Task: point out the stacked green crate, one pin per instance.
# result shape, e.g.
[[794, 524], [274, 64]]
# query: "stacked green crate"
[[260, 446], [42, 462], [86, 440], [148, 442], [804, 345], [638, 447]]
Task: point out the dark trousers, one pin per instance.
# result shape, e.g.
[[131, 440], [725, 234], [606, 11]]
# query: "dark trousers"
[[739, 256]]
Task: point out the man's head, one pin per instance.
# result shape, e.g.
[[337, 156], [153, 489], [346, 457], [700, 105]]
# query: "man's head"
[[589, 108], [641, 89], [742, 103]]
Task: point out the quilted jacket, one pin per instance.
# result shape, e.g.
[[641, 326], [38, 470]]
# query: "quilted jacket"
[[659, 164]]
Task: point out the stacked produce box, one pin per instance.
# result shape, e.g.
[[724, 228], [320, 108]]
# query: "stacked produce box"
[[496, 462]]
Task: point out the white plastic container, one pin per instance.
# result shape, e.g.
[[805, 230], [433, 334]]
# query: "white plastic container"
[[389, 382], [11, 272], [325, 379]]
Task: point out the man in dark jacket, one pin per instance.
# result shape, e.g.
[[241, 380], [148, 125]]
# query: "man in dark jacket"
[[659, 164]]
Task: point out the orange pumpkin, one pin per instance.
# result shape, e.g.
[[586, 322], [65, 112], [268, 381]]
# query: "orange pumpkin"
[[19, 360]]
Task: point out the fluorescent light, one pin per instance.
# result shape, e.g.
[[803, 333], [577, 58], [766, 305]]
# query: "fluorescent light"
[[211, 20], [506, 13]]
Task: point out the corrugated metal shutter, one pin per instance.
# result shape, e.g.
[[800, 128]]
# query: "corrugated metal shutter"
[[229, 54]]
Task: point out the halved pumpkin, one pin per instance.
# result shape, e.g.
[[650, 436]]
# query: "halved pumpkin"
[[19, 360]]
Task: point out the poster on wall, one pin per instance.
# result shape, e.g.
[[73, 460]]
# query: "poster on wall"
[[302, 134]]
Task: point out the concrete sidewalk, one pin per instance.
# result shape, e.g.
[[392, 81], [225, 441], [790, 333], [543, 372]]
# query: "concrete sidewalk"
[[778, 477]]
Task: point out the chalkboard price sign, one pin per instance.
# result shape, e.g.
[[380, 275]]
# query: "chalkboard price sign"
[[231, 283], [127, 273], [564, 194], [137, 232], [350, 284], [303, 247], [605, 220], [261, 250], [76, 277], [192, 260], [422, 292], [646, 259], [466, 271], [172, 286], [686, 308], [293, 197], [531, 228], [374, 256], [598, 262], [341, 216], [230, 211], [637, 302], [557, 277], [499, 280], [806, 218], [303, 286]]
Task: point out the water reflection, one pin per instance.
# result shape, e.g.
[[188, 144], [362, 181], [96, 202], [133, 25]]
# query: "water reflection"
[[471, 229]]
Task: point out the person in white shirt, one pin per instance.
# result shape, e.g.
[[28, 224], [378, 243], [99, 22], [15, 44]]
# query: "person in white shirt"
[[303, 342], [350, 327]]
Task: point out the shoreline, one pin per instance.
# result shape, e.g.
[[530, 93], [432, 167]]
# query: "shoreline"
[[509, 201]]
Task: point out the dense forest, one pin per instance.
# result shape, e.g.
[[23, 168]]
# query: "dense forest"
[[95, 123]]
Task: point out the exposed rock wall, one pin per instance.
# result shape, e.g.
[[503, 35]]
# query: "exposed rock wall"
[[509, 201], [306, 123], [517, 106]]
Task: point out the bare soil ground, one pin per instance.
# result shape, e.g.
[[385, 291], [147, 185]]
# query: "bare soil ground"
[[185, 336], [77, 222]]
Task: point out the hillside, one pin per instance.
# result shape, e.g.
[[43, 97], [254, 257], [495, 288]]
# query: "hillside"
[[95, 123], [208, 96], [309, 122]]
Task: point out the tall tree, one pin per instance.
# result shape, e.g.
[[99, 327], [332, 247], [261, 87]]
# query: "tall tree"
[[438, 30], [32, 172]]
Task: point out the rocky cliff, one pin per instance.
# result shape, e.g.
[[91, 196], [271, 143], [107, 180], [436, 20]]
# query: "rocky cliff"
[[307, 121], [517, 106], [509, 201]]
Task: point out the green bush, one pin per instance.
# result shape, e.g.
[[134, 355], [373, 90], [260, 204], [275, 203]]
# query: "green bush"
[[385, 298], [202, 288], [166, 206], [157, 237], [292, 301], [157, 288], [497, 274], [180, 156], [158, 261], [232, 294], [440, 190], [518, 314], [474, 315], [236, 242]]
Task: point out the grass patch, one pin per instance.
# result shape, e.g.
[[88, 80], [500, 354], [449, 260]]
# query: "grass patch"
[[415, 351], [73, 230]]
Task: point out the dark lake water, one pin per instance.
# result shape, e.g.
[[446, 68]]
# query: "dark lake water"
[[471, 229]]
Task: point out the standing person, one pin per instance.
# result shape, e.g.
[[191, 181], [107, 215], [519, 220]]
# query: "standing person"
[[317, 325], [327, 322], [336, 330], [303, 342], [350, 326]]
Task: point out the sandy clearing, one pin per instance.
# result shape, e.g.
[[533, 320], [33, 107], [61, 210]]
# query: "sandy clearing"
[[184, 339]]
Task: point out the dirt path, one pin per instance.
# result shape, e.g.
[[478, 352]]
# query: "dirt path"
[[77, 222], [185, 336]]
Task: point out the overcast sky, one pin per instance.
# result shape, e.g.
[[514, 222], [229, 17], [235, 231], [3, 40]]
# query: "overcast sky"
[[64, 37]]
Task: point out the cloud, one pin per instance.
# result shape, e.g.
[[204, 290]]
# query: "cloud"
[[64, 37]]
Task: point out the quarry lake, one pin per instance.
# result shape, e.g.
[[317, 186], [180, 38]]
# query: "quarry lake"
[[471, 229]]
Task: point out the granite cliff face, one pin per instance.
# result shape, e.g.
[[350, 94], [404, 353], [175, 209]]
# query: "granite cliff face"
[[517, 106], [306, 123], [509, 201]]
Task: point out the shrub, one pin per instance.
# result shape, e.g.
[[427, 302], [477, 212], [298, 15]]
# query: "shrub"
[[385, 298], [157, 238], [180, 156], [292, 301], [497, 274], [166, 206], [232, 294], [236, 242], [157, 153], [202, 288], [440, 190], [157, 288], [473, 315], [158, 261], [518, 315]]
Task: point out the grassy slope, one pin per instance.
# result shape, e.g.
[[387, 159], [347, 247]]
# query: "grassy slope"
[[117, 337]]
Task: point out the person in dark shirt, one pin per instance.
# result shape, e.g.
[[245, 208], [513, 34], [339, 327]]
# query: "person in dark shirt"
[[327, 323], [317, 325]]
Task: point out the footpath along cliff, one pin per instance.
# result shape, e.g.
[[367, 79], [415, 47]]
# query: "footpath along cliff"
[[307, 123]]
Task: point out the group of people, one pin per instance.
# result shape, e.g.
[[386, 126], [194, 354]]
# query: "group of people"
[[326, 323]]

::::

■ **EXERCISE INSTRUCTIONS**
Rewrite all of these lines, substituting "one pin for each instance" for "one pin per instance" wherever it occurs and leaving everything else unchanged.

■ **OUTPUT**
Task: point out the stacked green crate, one pin for each instance.
# result shape, e.g.
[[794, 524], [274, 64]]
# query: "stacked green crate"
[[260, 446], [42, 462], [86, 440], [148, 442], [804, 345], [638, 447]]
Task: point out the dark trousers, one pin for each instance.
# result shape, e.g.
[[131, 440], [725, 234], [606, 11]]
# query: "dark trousers"
[[739, 256]]
Task: point out the man's head, one pin for each instance.
# result shape, e.g.
[[337, 156], [153, 489], [346, 457], [700, 105]]
# query: "man's head"
[[589, 108], [641, 89], [742, 103]]
Task: point out the quilted jacket, one pin for each instance.
# result shape, e.g.
[[641, 326], [38, 470]]
# query: "quilted jacket"
[[659, 164]]
Task: point out the stacked produce box, one pin for each instance.
# result shape, e.g.
[[724, 228], [320, 108]]
# query: "stacked produce box"
[[496, 462]]
Task: point out the white plastic container, one pin for each instance.
# result shape, e.g.
[[805, 230], [433, 334]]
# query: "white plastic container"
[[389, 382], [11, 272], [325, 379]]
Task: point out the man in dark jacket, one pin for each instance.
# result shape, e.g.
[[241, 380], [148, 125]]
# query: "man in dark jacket"
[[659, 164]]
Task: point out the orange pumpkin, one pin for each instance.
# result shape, e.g.
[[586, 322], [65, 112], [268, 381]]
# query: "orange pumpkin"
[[19, 360]]
Task: point out the fluorescent light, one pin for each instance.
# result shape, e.g.
[[803, 333], [577, 58], [766, 305]]
# query: "fluorescent light"
[[211, 20], [506, 13]]
Task: point out the corrugated metal shutter, one pin for each instance.
# result shape, e.g.
[[800, 128]]
# query: "corrugated metal shutter"
[[229, 54]]
Task: point out the halved pumpkin, one pin for each instance.
# result shape, e.g.
[[650, 436]]
# query: "halved pumpkin"
[[19, 360]]
Task: point out the poster on wall, one pin for each instance.
# result shape, e.g.
[[73, 460]]
# query: "poster on wall"
[[302, 134]]
Task: point out the concrete sidewalk, one pin for each instance.
# result shape, e.g.
[[392, 81], [225, 441], [790, 333], [543, 372]]
# query: "concrete sidewalk"
[[778, 477]]
Task: point out the chalkboard price sign, one pin for each instance.
# result shape, e.g.
[[380, 275]]
# query: "chalkboard price sign"
[[231, 283], [127, 273], [564, 194], [137, 232], [350, 284], [303, 247], [605, 220], [261, 250], [76, 277], [192, 260], [422, 292], [646, 259], [466, 271], [172, 286], [686, 308], [293, 197], [531, 228], [374, 256], [598, 262], [341, 216], [230, 211], [637, 302], [557, 277], [499, 280], [806, 218], [303, 286]]
Task: point out the water reflection, one pin for each instance.
# result shape, e.g.
[[188, 144], [362, 181], [96, 202], [133, 25]]
# query: "water reflection"
[[471, 229]]
Task: point out the person in white shirt, one pin for each instance.
# result shape, e.g.
[[28, 224], [378, 243], [99, 22], [15, 44]]
# query: "person in white shirt"
[[303, 342], [350, 327]]
Task: point out the shoreline, one pin for each instance.
# result shape, e.g.
[[530, 93], [432, 167]]
# query: "shoreline"
[[509, 201]]
Task: point out the dense forest, one pin for each instance.
# result shape, e.g.
[[23, 168]]
# query: "dense forest"
[[95, 123]]
Task: point out the exposed rock wall, one pin for each instance.
# result shape, e.g.
[[503, 35]]
# query: "exposed rock wall"
[[509, 201], [306, 123], [517, 106]]
Task: point out the bare soil ground, one pin for each instance.
# result shape, e.g.
[[385, 291], [147, 185]]
# query: "bare soil ground"
[[185, 336], [77, 222]]
Task: point out the hillside, one pin for each instance.
# result shape, e.g.
[[43, 97], [254, 257], [495, 288]]
# query: "hillside"
[[95, 123], [208, 96], [309, 122]]
Task: point out the tall tree, one pin for each instance.
# result shape, e.g.
[[99, 327], [332, 247], [261, 87]]
# query: "tall tree"
[[438, 30], [32, 172]]
Task: point out the rocky cliff, one pin for each instance.
# result shape, e.g.
[[91, 196], [271, 143], [107, 180], [436, 20]]
# query: "rocky cliff"
[[307, 121], [517, 106], [509, 201]]
Task: point out the green bush, one pin for each instance.
# result shape, e.g.
[[134, 355], [373, 90], [260, 204], [275, 203]]
# query: "green bush"
[[385, 298], [202, 288], [166, 206], [157, 237], [292, 301], [157, 288], [497, 274], [180, 156], [158, 261], [232, 294], [440, 190], [518, 314], [474, 315], [236, 242]]
Task: point out the grass patch, one pin for each instance.
# result shape, e.g.
[[88, 80], [500, 354], [449, 260]]
# query: "grass patch"
[[415, 351], [73, 230]]
Task: point out the dark lake water, one pin for each instance.
# result shape, e.g.
[[446, 68]]
# query: "dark lake water"
[[471, 229]]
Task: point out the standing person, one pin for each instance.
# result shape, e.g.
[[191, 181], [107, 215], [519, 220]]
# query: "standing person"
[[317, 325], [327, 322], [336, 330], [303, 342], [350, 326]]
Task: point out the sandy clearing, one pin for each instance.
# result shape, e.g.
[[533, 320], [33, 107], [61, 210]]
# query: "sandy clearing"
[[184, 339]]
Task: point out the dirt path, one pin for each instance.
# result shape, e.g.
[[478, 352]]
# query: "dirt path"
[[77, 222], [185, 336]]
Task: point out the overcast sky, one pin for each instance.
# result shape, e.g.
[[514, 222], [229, 17], [235, 231], [3, 40]]
# query: "overcast sky"
[[64, 37]]
Task: point out the cloud, one pin for each instance.
# result shape, e.g.
[[204, 290]]
# query: "cloud"
[[64, 37]]
Task: point out the quarry lake, one pin for each instance.
# result shape, e.g.
[[317, 186], [180, 38]]
# query: "quarry lake"
[[471, 229]]
Task: point out the granite cliff face, one pin for each instance.
# result shape, e.g.
[[350, 94], [404, 353], [175, 209]]
# query: "granite cliff face"
[[517, 106], [306, 123], [509, 201]]
Task: point out the shrub, one pin for each instance.
# result shape, e.g.
[[427, 302], [477, 212], [298, 15]]
# query: "shrub"
[[385, 298], [157, 238], [180, 156], [292, 301], [497, 274], [166, 206], [232, 294], [236, 242], [157, 153], [202, 288], [440, 190], [157, 288], [473, 315], [158, 261], [518, 315]]
Task: point out the grassy slope, one pin for each instance.
# result shape, e.g.
[[387, 159], [347, 247]]
# query: "grassy slope"
[[117, 337]]
Task: point out the person in dark shirt, one pin for each instance.
# result shape, e.g.
[[245, 208], [513, 34], [339, 327]]
# query: "person in dark shirt"
[[327, 323], [317, 325]]
Task: point out the footpath along cliff, one pin for each instance.
# result shape, e.g.
[[367, 79], [415, 47]]
# query: "footpath along cliff"
[[307, 123]]
Task: point out the group of people, one pin for each instance.
# result shape, e.g.
[[386, 126], [194, 354]]
# query: "group of people"
[[326, 323]]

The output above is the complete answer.